▶ _DATA TO EXAMINE_:
= = = = = = =
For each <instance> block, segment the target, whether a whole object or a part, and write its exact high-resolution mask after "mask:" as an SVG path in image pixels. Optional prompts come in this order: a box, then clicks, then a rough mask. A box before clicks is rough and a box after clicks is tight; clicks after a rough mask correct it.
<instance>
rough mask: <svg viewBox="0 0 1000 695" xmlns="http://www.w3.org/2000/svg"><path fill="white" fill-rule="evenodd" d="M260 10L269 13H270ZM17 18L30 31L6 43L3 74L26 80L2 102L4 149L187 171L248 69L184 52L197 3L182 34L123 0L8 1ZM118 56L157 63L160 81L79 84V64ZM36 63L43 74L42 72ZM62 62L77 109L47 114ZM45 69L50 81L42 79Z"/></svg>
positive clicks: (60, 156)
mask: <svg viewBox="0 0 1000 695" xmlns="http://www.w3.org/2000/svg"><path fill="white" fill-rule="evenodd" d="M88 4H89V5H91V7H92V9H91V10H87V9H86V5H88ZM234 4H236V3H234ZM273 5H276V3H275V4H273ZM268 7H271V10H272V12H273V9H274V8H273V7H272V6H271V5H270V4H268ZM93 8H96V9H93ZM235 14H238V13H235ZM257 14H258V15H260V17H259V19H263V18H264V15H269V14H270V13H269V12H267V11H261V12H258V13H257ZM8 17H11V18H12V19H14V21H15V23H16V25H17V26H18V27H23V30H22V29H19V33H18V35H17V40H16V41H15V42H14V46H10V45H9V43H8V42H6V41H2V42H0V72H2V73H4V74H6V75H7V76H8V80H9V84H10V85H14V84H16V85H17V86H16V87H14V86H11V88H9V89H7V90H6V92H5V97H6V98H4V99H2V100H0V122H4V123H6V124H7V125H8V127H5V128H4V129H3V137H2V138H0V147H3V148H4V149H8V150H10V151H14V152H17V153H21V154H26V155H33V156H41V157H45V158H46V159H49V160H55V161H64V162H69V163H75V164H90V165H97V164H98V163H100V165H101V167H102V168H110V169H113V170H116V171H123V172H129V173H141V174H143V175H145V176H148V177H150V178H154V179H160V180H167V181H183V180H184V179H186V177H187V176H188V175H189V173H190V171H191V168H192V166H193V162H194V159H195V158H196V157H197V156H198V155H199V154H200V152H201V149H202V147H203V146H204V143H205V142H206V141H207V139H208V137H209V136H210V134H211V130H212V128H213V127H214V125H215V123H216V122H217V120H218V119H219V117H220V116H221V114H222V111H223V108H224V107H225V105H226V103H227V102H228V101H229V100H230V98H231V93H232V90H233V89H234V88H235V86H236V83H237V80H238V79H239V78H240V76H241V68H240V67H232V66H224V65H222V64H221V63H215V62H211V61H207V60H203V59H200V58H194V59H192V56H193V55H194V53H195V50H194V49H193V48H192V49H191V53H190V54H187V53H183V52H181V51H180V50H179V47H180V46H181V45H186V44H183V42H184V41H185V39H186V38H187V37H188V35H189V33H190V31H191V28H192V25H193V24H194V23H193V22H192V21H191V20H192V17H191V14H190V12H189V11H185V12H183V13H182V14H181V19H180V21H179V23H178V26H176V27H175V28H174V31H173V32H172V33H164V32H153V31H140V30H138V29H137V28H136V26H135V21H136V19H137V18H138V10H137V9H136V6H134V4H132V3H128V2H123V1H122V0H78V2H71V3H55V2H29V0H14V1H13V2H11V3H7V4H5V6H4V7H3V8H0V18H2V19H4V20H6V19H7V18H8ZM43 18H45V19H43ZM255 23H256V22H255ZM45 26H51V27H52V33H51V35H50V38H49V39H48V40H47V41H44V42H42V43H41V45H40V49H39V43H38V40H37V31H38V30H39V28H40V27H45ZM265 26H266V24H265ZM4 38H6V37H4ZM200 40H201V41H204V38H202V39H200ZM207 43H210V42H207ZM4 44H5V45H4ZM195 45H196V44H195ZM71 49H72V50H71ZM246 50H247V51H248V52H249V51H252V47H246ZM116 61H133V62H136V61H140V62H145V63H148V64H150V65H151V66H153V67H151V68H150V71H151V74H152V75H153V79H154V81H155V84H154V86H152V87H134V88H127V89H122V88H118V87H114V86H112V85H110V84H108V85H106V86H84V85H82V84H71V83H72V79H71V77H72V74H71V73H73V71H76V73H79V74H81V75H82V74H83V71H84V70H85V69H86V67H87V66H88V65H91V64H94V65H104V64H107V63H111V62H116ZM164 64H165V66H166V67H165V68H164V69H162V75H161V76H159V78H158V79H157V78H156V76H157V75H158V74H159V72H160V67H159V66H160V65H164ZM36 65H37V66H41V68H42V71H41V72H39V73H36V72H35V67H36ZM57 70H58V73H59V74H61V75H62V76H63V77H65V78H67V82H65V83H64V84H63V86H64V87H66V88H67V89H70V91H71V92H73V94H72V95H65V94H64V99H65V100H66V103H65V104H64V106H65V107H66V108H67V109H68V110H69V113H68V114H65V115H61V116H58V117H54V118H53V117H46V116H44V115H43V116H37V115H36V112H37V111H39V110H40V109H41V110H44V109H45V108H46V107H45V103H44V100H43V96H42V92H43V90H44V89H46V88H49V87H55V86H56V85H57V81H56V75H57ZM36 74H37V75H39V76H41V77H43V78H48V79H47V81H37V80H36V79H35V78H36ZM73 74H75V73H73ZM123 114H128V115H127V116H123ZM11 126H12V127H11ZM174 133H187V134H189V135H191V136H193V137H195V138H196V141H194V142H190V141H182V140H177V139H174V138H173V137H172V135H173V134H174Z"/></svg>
= = = = = = =
Rewrite the data above, replacing every "rough mask" with "coarse mask" and leaving everything else the same.

For each <instance> block, segment the target, whether a whole object or a part, and write its exact high-resolution mask after "mask:" as an SVG path in image pixels. Optional prompts come in this order: a box, then clicks, then a coarse mask. A box before clicks is rough and a box after clicks is tight; clicks after a coarse mask correct it.
<instance>
coarse mask: <svg viewBox="0 0 1000 695" xmlns="http://www.w3.org/2000/svg"><path fill="white" fill-rule="evenodd" d="M260 10L269 13H270ZM17 18L30 31L6 43L3 74L26 80L2 102L4 149L187 171L248 69L184 52L197 3L182 34L123 0L8 1ZM118 56L157 63L160 81L79 84V64ZM36 63L43 74L42 72ZM62 62L77 109L47 114ZM45 69L50 81L42 79Z"/></svg>
positive clicks: (60, 156)
mask: <svg viewBox="0 0 1000 695" xmlns="http://www.w3.org/2000/svg"><path fill="white" fill-rule="evenodd" d="M88 4H89V5H91V7H92V9H91V10H87V9H86V5H88ZM234 4H236V3H234ZM273 5H276V3H275V4H273ZM268 7H271V10H272V12H273V9H274V8H273V7H272V6H271V5H270V4H268ZM93 8H96V9H93ZM235 14H238V13H235ZM257 14H258V15H260V17H259V19H263V18H264V15H269V14H270V13H269V12H267V11H261V12H258V13H257ZM8 17H11V18H12V19H14V21H15V23H16V25H17V26H18V27H23V30H22V29H19V33H18V35H17V40H16V41H15V42H14V46H10V45H9V43H8V42H6V41H2V42H0V72H2V73H4V74H6V75H7V76H8V80H9V84H10V85H14V84H16V85H17V86H16V87H14V86H11V88H9V89H7V90H6V92H5V97H6V98H4V99H2V100H0V122H4V123H6V124H7V125H8V127H5V128H4V129H3V137H2V138H0V147H3V148H4V149H8V150H10V151H14V152H17V153H21V154H26V155H33V156H41V157H45V158H46V159H49V160H55V161H64V162H69V163H75V164H90V165H97V164H98V163H100V165H101V167H102V168H110V169H113V170H116V171H123V172H129V173H141V174H143V175H145V176H148V177H150V178H154V179H160V180H167V181H183V180H184V179H186V177H187V176H188V175H189V173H190V171H191V168H192V166H193V162H194V159H195V158H196V157H197V156H198V155H199V154H200V152H201V149H202V147H203V146H204V143H205V142H206V141H207V139H208V137H209V136H210V134H211V130H212V128H213V127H214V125H215V123H216V122H217V120H218V119H219V117H220V116H221V114H222V111H223V108H224V107H225V105H226V103H227V102H228V101H229V100H230V98H231V93H232V90H233V89H234V88H235V86H236V83H237V80H238V79H239V78H240V76H241V68H240V67H232V66H224V65H222V64H221V63H215V62H211V61H207V60H203V59H200V58H194V59H192V56H193V55H194V53H195V50H194V49H193V48H192V49H191V53H190V54H187V53H183V52H181V51H180V50H179V47H180V46H181V45H186V44H183V42H184V41H185V39H186V38H187V37H188V35H189V33H190V31H191V28H192V25H193V24H194V23H193V22H192V21H191V20H192V17H191V14H190V12H189V11H185V12H183V13H182V14H181V19H180V21H179V23H178V26H176V27H175V28H174V31H173V32H172V33H164V32H153V31H140V30H138V29H137V28H136V26H135V21H136V19H137V18H138V10H137V9H136V6H134V4H132V3H128V2H123V1H122V0H78V2H71V3H55V2H29V0H14V1H13V2H11V3H7V4H5V6H4V7H3V8H0V18H2V19H4V20H6V19H7V18H8ZM43 18H45V19H43ZM255 23H256V22H255ZM45 26H51V27H52V33H51V35H50V38H49V39H48V40H47V41H44V42H42V43H41V45H40V49H39V43H38V40H37V31H38V30H39V28H40V27H45ZM265 26H266V24H265ZM4 38H6V37H4ZM200 40H201V41H204V38H202V39H200ZM207 43H210V42H207ZM4 44H5V45H4ZM195 45H196V44H195ZM71 49H72V50H71ZM246 50H247V51H248V52H249V51H252V47H246ZM116 61H133V62H136V61H140V62H145V63H148V64H150V65H151V66H153V67H151V68H150V71H151V74H152V75H153V79H154V81H155V84H154V86H152V87H134V88H127V89H122V88H118V87H114V86H112V85H110V84H108V85H106V86H84V85H82V84H71V83H72V79H71V77H72V74H71V73H73V71H76V73H79V74H81V75H82V74H83V71H84V70H85V69H86V67H87V66H88V65H91V64H94V65H104V64H107V63H111V62H116ZM164 64H165V66H166V67H165V68H164V69H162V75H161V76H159V78H158V79H157V78H156V76H157V75H158V74H159V72H160V67H159V66H160V65H164ZM36 65H37V66H41V68H42V71H41V72H39V73H36V72H35V67H36ZM57 70H58V73H59V74H61V75H62V76H63V77H65V78H67V82H65V83H64V84H63V86H64V87H66V88H67V89H70V91H71V92H73V94H72V95H65V94H64V99H65V100H66V103H65V104H64V106H65V107H66V108H67V109H68V110H69V113H68V114H65V115H61V116H58V117H54V118H53V117H46V116H44V115H43V116H37V115H36V112H37V111H39V110H40V109H41V110H44V109H45V108H46V107H45V103H44V100H43V96H42V92H43V90H44V89H46V88H49V87H55V86H56V85H57V81H56V75H57ZM36 74H37V75H39V76H41V77H43V78H48V79H47V81H37V80H36V79H35V78H36ZM73 74H75V73H73ZM123 114H128V115H127V116H123ZM11 126H12V127H11ZM174 133H187V134H189V135H191V136H193V137H195V138H196V141H194V142H190V141H182V140H177V139H174V138H173V137H172V135H173V134H174Z"/></svg>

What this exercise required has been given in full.